§ **WORK ORDER**
Format the data below as a numbered list with one entry per line, skipping any blank lines and leaving out the pictures.
***
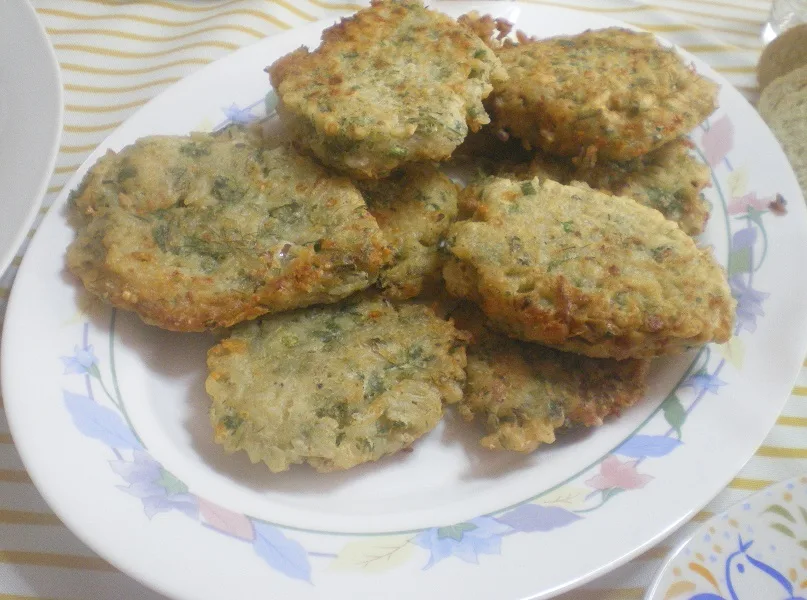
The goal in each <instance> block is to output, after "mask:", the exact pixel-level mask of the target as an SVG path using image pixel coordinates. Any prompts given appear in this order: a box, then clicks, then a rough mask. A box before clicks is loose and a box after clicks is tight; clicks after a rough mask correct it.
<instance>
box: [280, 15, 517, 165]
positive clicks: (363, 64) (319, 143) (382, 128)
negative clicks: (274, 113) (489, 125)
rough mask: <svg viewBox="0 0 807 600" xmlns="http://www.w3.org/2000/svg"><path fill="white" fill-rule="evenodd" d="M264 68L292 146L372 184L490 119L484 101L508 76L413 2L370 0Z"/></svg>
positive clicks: (477, 51)
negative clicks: (277, 60) (347, 15)
mask: <svg viewBox="0 0 807 600" xmlns="http://www.w3.org/2000/svg"><path fill="white" fill-rule="evenodd" d="M268 70H269V73H270V75H271V80H272V85H273V86H274V88H275V90H276V91H277V95H278V99H279V103H278V114H279V116H280V117H281V119H283V120H285V121H286V122H287V123H288V125H289V128H290V130H291V132H292V135H293V136H294V137H295V139H296V141H297V143H298V144H299V145H301V146H303V147H305V148H307V149H308V150H310V151H311V152H312V153H313V154H314V155H315V156H317V157H318V158H319V159H320V160H321V161H323V162H324V163H325V164H327V165H329V166H332V167H334V168H337V169H341V170H343V171H346V172H347V173H349V174H351V175H353V176H356V177H362V178H371V179H375V178H379V177H383V176H385V175H386V174H388V173H389V172H391V171H392V170H393V169H395V168H397V167H399V166H400V165H403V164H405V163H408V162H413V161H422V160H437V161H440V160H445V159H447V158H448V157H449V156H450V155H451V152H452V151H453V150H454V148H456V147H457V146H458V145H459V144H460V143H461V142H462V140H463V139H464V138H465V136H466V134H467V133H468V130H469V128H470V129H471V130H472V131H475V130H477V129H478V128H479V127H480V126H481V125H482V124H484V123H488V122H489V121H490V119H489V117H488V115H487V113H486V112H485V109H484V107H483V106H482V100H483V99H484V98H486V97H487V96H488V95H489V94H490V92H491V90H492V89H493V87H492V81H498V80H500V79H504V78H505V77H506V74H505V72H504V70H503V69H502V67H501V63H500V62H499V59H498V58H496V56H495V55H494V53H493V51H492V50H490V49H489V48H488V47H487V46H486V45H485V44H484V43H483V42H482V40H480V39H479V37H477V36H476V35H475V34H474V33H473V32H472V31H471V30H470V29H468V28H466V27H465V26H463V25H460V24H458V23H457V22H456V21H455V20H454V19H452V18H450V17H448V16H446V15H443V14H442V13H439V12H436V11H433V10H429V9H426V8H425V7H424V6H423V4H422V3H421V2H419V1H416V0H373V2H372V6H371V7H369V8H366V9H364V10H360V11H358V12H357V13H356V14H354V15H352V16H351V17H349V18H347V19H343V20H342V21H341V22H340V23H339V24H337V25H334V26H333V27H330V28H329V29H326V30H325V32H324V33H323V35H322V44H321V45H320V46H319V48H317V49H316V50H314V51H313V52H310V51H309V50H308V49H306V48H300V49H298V50H296V51H295V52H292V53H291V54H288V55H286V56H284V57H282V58H281V59H279V60H278V61H276V62H275V63H274V64H273V65H271V67H269V69H268Z"/></svg>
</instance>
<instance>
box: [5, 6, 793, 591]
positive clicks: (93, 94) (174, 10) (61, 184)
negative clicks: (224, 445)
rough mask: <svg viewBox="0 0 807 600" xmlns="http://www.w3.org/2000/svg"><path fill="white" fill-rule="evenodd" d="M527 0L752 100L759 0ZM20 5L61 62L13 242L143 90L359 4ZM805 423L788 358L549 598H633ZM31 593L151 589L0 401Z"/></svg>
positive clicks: (108, 130)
***
§ **RESULT FOR THIS TASK**
1. The goal in each <instance> block is to output, after "mask:", the exact pixel-level mask of the target as an SVG path using image pixel coordinates. Any prompts given appear in this order: a box, then clicks, then a rough mask. A box before clicks is loose and a box after clicks is tight; clicks after a rough mask correct it.
2. <instance>
3. box: [280, 15, 517, 165]
4. positive clicks: (363, 64) (319, 143) (382, 128)
5. negative clicks: (274, 113) (489, 125)
6. rough mask: <svg viewBox="0 0 807 600" xmlns="http://www.w3.org/2000/svg"><path fill="white" fill-rule="evenodd" d="M264 68L292 146L372 184L490 119L484 101L508 76L413 2L370 0Z"/></svg>
7. positive clicks: (477, 51)
8. negative clicks: (277, 60) (347, 15)
9. mask: <svg viewBox="0 0 807 600" xmlns="http://www.w3.org/2000/svg"><path fill="white" fill-rule="evenodd" d="M268 70H269V73H270V75H271V80H272V85H273V86H274V88H275V90H276V91H277V95H278V99H279V103H278V114H279V116H280V117H281V119H283V120H285V121H286V122H287V123H288V125H289V128H290V130H291V132H292V135H293V136H294V137H295V139H296V141H297V143H298V144H299V145H301V146H303V147H305V148H307V149H308V150H310V151H311V152H312V153H313V154H314V155H315V156H317V157H318V158H319V159H320V160H321V161H323V162H324V163H325V164H327V165H329V166H332V167H334V168H337V169H341V170H343V171H346V172H347V173H349V174H351V175H353V176H356V177H362V178H371V179H375V178H379V177H383V176H385V175H386V174H388V173H389V172H391V171H392V170H393V169H395V168H397V167H399V166H400V165H403V164H405V163H408V162H413V161H422V160H437V161H440V160H445V159H447V158H448V157H449V156H450V155H451V152H452V151H453V150H454V148H456V147H457V146H458V145H459V144H460V143H461V142H462V140H463V139H464V138H465V136H466V134H467V133H468V130H469V128H470V129H471V130H472V131H475V130H477V129H478V128H479V127H480V126H481V125H482V124H484V123H488V122H489V121H490V119H489V117H488V115H487V113H486V112H485V109H484V107H483V106H482V100H483V99H484V98H486V97H487V96H488V95H489V94H490V92H491V90H492V89H493V87H492V81H498V80H500V79H504V78H505V77H506V74H505V72H504V70H503V69H502V67H501V63H500V62H499V59H498V58H496V56H495V55H494V53H493V51H492V50H490V49H489V48H488V47H487V46H486V45H485V44H484V43H483V42H482V40H480V39H479V37H477V36H476V35H475V34H474V33H473V32H472V31H471V30H470V29H468V28H466V27H465V26H463V25H460V24H458V23H457V22H456V21H455V20H454V19H452V18H450V17H448V16H446V15H443V14H442V13H439V12H436V11H433V10H429V9H426V8H425V7H424V6H423V4H422V3H421V2H419V1H416V0H373V2H372V6H371V7H369V8H366V9H364V10H360V11H358V12H357V13H356V14H354V15H352V16H351V17H349V18H347V19H343V20H342V21H341V22H340V23H339V24H337V25H334V26H333V27H330V28H329V29H326V30H325V32H324V33H323V35H322V44H321V45H320V46H319V48H317V49H316V50H314V51H313V52H310V51H309V50H308V49H306V48H300V49H298V50H296V51H295V52H292V53H291V54H288V55H286V56H284V57H282V58H281V59H279V60H278V61H276V62H275V63H274V64H273V65H271V67H269V69H268Z"/></svg>
10. </instance>
11. <instance>
12. box: [5, 6, 793, 591]
13. positive clicks: (93, 94) (174, 10) (61, 184)
14. negative clicks: (224, 445)
15. rough mask: <svg viewBox="0 0 807 600" xmlns="http://www.w3.org/2000/svg"><path fill="white" fill-rule="evenodd" d="M527 0L752 100L759 0ZM20 5L61 62L13 242L143 90L359 4ZM805 423L788 358L549 598H633ZM31 593L151 589L0 401Z"/></svg>
16. positive clicks: (108, 130)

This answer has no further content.